— TAREAS REQUERIDAS —
**A.** Traduce al inglés esta oración del texto sobre el socialismo que figura más abajo: «Con la misma publicidad, por lo menos, ha de ser lícito a todos dar la señal de alarma.»
**B.** Prosigue el texto sobre el socialismo a partir de su última oración.

— TEXTO SELECCIONADO —

——

Con ostentosa publicidad, los cabecillas del socialismo lanzan a
diario sus amenazas de revolución. Con la misma publicidad, por lo
menos, ha de ser lícito a todos dar la señal de alarma.
Descontando lo que hay de bravata inocua en las baladronadas
socialistas, sería insensato quien quisiera ignorar el peligro
verdadero que el socialismo representa. Dos años de gobierno
omnímodo han convertido las Casas del Pueblo en arsenales y han
permitido al socialismo conocer libremente los resortes con que el
Estado cuenta para defenderse. Hasta la penetración en esos resortes
ha sido intentada y, en parte, conseguida por el socialismo.
Este, ahora, queriendo que se le perdonen las injusticias que hizo
sufrir cuando mangoneaba, a las demás agrupaciones obreras, lanza a
los cuatro vientos la invitación al "frente único". Todos
los obreros –dicen los socialistas– han de unirse para llevar a
cabo la revolución social.

——

— REGISTROS DE DATOS —
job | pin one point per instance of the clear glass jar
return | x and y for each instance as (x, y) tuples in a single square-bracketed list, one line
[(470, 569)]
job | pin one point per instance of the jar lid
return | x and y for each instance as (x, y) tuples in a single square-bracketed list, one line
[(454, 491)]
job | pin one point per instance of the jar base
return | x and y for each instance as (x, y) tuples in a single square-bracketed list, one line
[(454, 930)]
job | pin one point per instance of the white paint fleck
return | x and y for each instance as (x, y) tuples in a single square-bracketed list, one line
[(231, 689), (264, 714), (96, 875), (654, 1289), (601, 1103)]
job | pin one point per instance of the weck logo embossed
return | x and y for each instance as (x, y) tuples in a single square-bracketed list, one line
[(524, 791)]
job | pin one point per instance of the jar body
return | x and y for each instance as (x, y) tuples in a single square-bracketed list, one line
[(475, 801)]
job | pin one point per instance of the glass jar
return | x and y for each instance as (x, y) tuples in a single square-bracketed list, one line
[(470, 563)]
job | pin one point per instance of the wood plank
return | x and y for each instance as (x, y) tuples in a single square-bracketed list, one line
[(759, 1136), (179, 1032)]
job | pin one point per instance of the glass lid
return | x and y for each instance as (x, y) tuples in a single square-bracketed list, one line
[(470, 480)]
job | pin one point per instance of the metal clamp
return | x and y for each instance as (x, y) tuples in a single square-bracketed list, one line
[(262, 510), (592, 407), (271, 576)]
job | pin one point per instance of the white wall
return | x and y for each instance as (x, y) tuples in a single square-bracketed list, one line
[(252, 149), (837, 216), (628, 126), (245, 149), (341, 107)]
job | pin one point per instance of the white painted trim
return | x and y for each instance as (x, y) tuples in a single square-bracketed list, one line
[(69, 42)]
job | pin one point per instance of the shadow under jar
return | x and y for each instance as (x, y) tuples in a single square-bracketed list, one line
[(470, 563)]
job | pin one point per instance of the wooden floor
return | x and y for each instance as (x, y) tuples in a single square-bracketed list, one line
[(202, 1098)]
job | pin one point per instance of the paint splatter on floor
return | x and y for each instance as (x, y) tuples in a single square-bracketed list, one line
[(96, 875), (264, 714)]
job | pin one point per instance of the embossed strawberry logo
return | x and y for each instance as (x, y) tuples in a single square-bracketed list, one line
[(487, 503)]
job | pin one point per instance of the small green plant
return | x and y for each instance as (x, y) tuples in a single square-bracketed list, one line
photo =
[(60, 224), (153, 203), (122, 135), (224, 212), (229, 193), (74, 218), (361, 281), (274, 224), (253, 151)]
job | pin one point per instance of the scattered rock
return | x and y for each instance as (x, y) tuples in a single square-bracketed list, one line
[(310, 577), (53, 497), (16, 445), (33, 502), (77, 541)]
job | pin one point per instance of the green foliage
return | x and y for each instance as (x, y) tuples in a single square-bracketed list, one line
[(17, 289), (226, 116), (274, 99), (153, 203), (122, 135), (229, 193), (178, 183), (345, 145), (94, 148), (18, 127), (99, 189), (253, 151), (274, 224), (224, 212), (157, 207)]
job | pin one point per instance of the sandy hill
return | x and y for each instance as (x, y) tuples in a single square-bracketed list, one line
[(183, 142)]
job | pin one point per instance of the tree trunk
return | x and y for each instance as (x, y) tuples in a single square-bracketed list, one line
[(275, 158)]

——

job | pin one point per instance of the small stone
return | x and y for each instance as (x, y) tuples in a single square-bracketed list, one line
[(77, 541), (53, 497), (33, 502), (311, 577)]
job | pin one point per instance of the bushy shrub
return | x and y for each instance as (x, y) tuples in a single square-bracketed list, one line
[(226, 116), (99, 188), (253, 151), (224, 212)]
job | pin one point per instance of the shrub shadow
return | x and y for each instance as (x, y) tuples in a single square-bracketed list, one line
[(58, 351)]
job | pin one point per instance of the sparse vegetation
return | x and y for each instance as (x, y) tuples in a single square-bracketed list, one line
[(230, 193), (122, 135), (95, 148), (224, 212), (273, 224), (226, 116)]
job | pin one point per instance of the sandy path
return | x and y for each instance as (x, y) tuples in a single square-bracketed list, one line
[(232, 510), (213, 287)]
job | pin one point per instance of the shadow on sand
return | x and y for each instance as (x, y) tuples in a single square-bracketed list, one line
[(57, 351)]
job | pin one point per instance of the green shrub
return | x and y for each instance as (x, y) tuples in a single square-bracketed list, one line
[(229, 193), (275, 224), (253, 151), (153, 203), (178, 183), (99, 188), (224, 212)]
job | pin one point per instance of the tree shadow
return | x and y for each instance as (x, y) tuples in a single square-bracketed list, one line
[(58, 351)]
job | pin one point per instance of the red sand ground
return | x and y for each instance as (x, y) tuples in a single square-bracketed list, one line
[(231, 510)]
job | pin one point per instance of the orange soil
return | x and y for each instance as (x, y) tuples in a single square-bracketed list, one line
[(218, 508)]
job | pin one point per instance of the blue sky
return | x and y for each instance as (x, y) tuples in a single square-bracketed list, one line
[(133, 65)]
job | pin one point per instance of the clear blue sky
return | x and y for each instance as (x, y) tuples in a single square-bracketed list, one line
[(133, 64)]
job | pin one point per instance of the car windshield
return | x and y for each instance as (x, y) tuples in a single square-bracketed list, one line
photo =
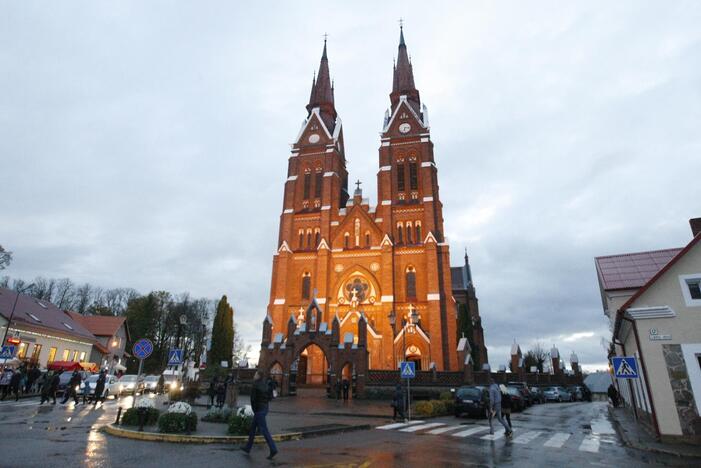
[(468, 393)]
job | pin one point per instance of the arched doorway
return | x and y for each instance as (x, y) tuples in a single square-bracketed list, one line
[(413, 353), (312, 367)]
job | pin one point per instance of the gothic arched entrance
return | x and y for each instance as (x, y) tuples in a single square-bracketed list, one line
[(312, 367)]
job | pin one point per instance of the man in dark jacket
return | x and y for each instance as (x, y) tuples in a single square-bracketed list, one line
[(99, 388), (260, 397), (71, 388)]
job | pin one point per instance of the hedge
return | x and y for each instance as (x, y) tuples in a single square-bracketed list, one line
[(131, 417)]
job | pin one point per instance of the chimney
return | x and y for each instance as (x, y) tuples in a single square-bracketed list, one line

——

— RESPUESTAS DADAS —
**A.** With at least the same publicity, everyone must be permitted to sound the alarm.

**B.**
Puestas así las cosas, los primeros a quienes hay el deber de
avisar es a los obreros. ¡Cuidado, obreros, con los apóstoles de la
"revolución social"! ¡En guardia contra los
políticos!" Todo el que quiera movilizar las masas sindicales
para fines políticos debe ser mirado como sospechoso. Los Sindicatos
son los instrumentos de ataque y de defensa del proletariado en tanto
no concluya la lucha de clases. Pero los que invitan a los Sindicatos
a salirse de su cauce propio aspiran a encaramarse sobre los
trabajadores organizados con propósitos bien ajenos a la clase
obrera. Piensen los obreros cuánto mejor avenidos han estado los
ministros socialistas con los grandes monopolios y con la alta banca,
que diligentes en deparar a los mismos obreros las ventajas prometidas
cuando solicitaron sus votos.
Pero las que necesitan, en esta hora, más apremiante advertencia
son las clases acomodadas.
¡Ay de ellas si no saben separar estas dos cosas: movimiento
obrerista e intento revolucionario!
En cuanto a lo primero, queda todavía muchísimo por hacer. No es
tolerable que nadie viva en paz mientras para millones de semejantes
nuestros la vida elemental, mínima, puramente el pan y el mísero
albergue, es poco menos que un azar, puesto en peligro casi cada
jornada. Debemos ir pensando en que una comunidad bien regida no puede
considerar a los obreros como una clase con la cual se regatea desde
el Poder, sino como una de las unidades integrantes del común destino
de la Patria. Antes que nada, de una vez, hay que proporcionar a todos
cuantos conviven en un pueblo un mínimum humano y digno de
existencia. Y esto no por limar las uñas al peligro revolucionario,
sino porque es profundamente justo.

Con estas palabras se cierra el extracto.